The records that follow are to be repeated exactly, in full.

────────

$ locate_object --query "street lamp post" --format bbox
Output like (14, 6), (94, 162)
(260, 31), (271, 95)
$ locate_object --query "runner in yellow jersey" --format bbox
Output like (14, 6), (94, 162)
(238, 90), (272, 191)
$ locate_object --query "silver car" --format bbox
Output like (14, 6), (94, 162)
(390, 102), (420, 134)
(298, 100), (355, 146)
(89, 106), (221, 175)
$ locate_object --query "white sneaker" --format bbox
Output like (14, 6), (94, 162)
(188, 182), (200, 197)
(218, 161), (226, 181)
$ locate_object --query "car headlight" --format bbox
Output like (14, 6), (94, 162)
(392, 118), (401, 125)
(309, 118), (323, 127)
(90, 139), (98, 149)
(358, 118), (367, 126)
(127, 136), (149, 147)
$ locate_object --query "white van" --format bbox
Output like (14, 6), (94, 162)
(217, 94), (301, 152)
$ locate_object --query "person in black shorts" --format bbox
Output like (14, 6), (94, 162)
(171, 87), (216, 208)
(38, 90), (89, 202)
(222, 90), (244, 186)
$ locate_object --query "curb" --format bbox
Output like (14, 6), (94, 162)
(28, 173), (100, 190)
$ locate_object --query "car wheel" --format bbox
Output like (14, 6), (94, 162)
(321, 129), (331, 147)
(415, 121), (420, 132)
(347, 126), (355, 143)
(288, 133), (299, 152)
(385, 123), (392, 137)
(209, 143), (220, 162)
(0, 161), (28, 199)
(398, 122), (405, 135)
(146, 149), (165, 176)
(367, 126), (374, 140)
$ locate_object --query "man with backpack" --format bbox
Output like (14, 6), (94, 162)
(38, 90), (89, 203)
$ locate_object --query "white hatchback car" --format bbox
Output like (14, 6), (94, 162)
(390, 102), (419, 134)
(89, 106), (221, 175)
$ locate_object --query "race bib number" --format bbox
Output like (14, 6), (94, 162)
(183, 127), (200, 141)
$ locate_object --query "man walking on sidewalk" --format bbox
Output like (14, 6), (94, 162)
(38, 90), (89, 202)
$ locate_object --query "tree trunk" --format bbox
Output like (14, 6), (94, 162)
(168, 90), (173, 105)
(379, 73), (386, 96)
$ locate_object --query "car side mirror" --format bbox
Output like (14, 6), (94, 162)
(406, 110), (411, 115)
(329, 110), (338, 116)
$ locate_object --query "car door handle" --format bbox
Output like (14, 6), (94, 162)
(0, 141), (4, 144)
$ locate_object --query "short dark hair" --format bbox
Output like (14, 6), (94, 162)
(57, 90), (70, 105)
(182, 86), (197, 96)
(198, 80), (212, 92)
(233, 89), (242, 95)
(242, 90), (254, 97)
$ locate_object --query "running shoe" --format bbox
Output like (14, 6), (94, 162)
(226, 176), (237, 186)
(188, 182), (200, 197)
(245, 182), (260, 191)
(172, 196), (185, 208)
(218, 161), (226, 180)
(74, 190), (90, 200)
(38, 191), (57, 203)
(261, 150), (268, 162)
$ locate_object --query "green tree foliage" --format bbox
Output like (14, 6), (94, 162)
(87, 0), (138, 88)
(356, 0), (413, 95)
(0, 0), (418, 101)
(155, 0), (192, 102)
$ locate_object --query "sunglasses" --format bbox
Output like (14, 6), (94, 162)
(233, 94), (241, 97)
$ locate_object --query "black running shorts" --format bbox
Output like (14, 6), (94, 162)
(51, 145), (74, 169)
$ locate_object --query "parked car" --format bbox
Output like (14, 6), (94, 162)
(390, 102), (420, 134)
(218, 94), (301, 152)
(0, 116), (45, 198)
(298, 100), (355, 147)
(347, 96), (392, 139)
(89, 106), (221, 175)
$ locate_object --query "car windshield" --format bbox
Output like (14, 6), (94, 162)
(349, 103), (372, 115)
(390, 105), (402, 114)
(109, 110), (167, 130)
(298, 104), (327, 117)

────────

### EXPECTED OUTPUT
$ locate_object --query "street lamp post" --format bbox
Output like (14, 6), (94, 162)
(260, 31), (271, 95)
$ locate_object --query "runner in yellow jersey" --format bbox
Output like (14, 6), (94, 162)
(238, 90), (272, 191)
$ locate_object --query "silver car" --format bbox
Output like (14, 6), (94, 162)
(390, 102), (420, 134)
(298, 100), (355, 146)
(89, 106), (221, 175)
$ locate_object --query "white sneaker" --format bbox
Output like (14, 6), (94, 162)
(188, 182), (200, 197)
(218, 161), (226, 181)
$ locate_object --query "car headlight" --format bbox
Output like (14, 6), (94, 162)
(392, 118), (401, 125)
(309, 118), (323, 127)
(90, 139), (98, 149)
(358, 118), (367, 126)
(127, 136), (149, 147)
$ locate_object --query "white van" --format bbox
Output like (14, 6), (94, 162)
(217, 94), (301, 152)
$ locate_object --query "person in black shorts" --format bbox
Output like (14, 6), (94, 162)
(171, 87), (216, 208)
(38, 90), (89, 202)
(222, 90), (244, 186)
$ locate_object --query "curb" --format bbox
Output like (14, 6), (94, 162)
(28, 173), (100, 190)
$ locate_object --query "car wheel" --format bbox
Output like (14, 6), (94, 162)
(321, 129), (331, 147)
(415, 121), (420, 132)
(347, 126), (355, 143)
(288, 133), (299, 152)
(385, 123), (392, 137)
(209, 143), (220, 162)
(0, 161), (28, 199)
(398, 122), (405, 135)
(146, 149), (165, 176)
(367, 126), (374, 140)
$ locate_object --query "man with backpack" --format bbox
Output like (14, 6), (94, 162)
(38, 90), (89, 203)
$ locate_object --query "white hatchback car" --format bbox
Output like (14, 6), (94, 162)
(390, 102), (419, 134)
(89, 106), (221, 175)
$ locate_object --query "race bib number" --format bbox
Output like (14, 6), (94, 162)
(183, 127), (200, 141)
$ locate_object --query "man walking on sidewalk" --format bbox
Output like (14, 6), (94, 162)
(38, 90), (89, 202)
$ locate_object --query "tree trunk" --format bbox
Output like (14, 6), (94, 162)
(168, 90), (173, 105)
(379, 73), (386, 96)
$ locate_object --query "car side mirror" --format bbox
Output like (14, 6), (94, 162)
(406, 110), (411, 115)
(329, 110), (338, 116)
$ locate_object --query "car door handle" --format bbox
Output like (14, 6), (94, 162)
(0, 141), (4, 144)
$ locate_object --query "short dark hair" --format bbox
Output like (14, 6), (94, 162)
(57, 90), (70, 105)
(182, 86), (197, 96)
(198, 80), (212, 92)
(233, 89), (242, 95)
(242, 90), (254, 97)
$ locate_object --query "running shoe" --format bbox
Output like (14, 6), (94, 162)
(226, 176), (237, 186)
(188, 182), (200, 197)
(245, 182), (260, 191)
(172, 196), (185, 208)
(218, 161), (226, 180)
(74, 190), (90, 200)
(38, 191), (57, 203)
(261, 150), (268, 162)
$ locate_object --query "green tree foliage" --format bbox
Output like (14, 6), (94, 162)
(87, 0), (138, 88)
(356, 0), (413, 95)
(0, 0), (418, 101)
(155, 0), (192, 102)
$ locate_object --query "sunglasses" --format bbox
Output like (14, 6), (94, 162)
(233, 94), (241, 97)
$ locate_object --query "black running shorts" --format bbox
Output like (14, 6), (94, 162)
(51, 145), (74, 169)
$ locate_object --query "parked car" --format bbox
Output like (14, 6), (94, 162)
(390, 102), (420, 134)
(218, 94), (301, 152)
(0, 116), (45, 198)
(298, 100), (355, 147)
(347, 96), (392, 139)
(89, 106), (221, 175)
$ locate_object --query "car windshield" --format bbox
Output like (14, 6), (94, 162)
(349, 103), (372, 115)
(390, 105), (402, 114)
(109, 110), (167, 130)
(298, 104), (327, 117)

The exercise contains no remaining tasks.